>> begin EXERCISE MATERIALS

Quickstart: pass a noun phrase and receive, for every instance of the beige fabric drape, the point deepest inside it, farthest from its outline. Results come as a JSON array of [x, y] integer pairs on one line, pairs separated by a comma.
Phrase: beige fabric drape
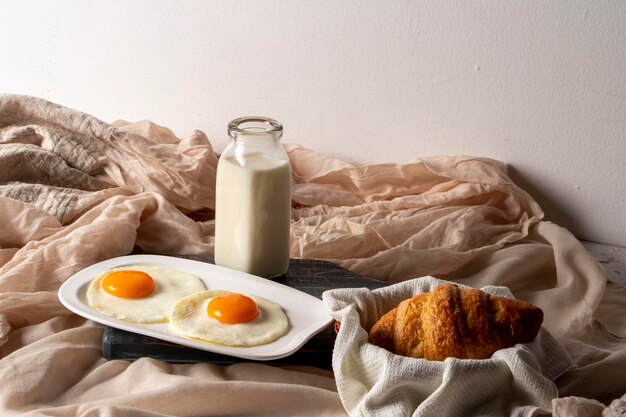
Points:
[[75, 190]]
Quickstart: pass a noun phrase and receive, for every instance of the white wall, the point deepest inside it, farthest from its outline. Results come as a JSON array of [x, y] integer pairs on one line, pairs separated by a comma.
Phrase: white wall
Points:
[[540, 85]]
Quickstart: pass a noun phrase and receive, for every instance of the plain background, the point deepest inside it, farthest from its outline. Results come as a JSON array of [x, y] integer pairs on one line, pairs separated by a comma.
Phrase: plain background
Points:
[[540, 85]]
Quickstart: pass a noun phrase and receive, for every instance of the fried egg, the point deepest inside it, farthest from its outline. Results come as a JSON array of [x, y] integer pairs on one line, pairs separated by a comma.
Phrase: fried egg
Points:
[[228, 318], [141, 294]]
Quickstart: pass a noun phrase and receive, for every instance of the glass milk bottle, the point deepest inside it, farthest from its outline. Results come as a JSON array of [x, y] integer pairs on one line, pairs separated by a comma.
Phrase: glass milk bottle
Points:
[[253, 199]]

>> end EXERCISE MATERIALS

> **STATED EXERCISE**
Rescale the listing from its first line through the line containing "[[228, 318], [141, 294]]", both included, and reproduce every line in that span, requests included. Multiply each point coordinate in the answers by 1.9 and round to whole numbers, with halves rounded up, leaving the picture out.

> **RESPONSE TO THE EXERCISE**
Quickstart: pass a noun phrase and receive, for every instance of the beige fabric drape, the point deepest inside it, farthest from its outline. Results come as a JSON array of [x, y] integer pairs on one line, pairs separated by a comma.
Phrase: beige fabric drape
Points:
[[143, 361]]
Quickstart: pass a noun phrase and receive, for every instance of the white wall, the point deepest inside it, farthest from its outline. Results come as a JSON array of [x, y] integer pairs on one line, pairs separated by a comma.
Phrase: white wall
Points:
[[1026, 162]]
Quickstart: pass a noun phrase and receive, for every instance of the plain background, the point deepest inside it, farthest from its outline. Results come as a JSON array of [x, y] integer pairs on one line, pairs separated by a comma.
Phrase: plain background
Points:
[[1026, 162]]
Quickstart: pass a noun phrase and receive, for every instance of the fried egg, the point deepest inside it, farthest from its outline. Results come as a JSON array of [x, y] integer pairs on one line, pairs separated by a comma.
Phrase: fried egg
Points:
[[433, 604], [268, 559]]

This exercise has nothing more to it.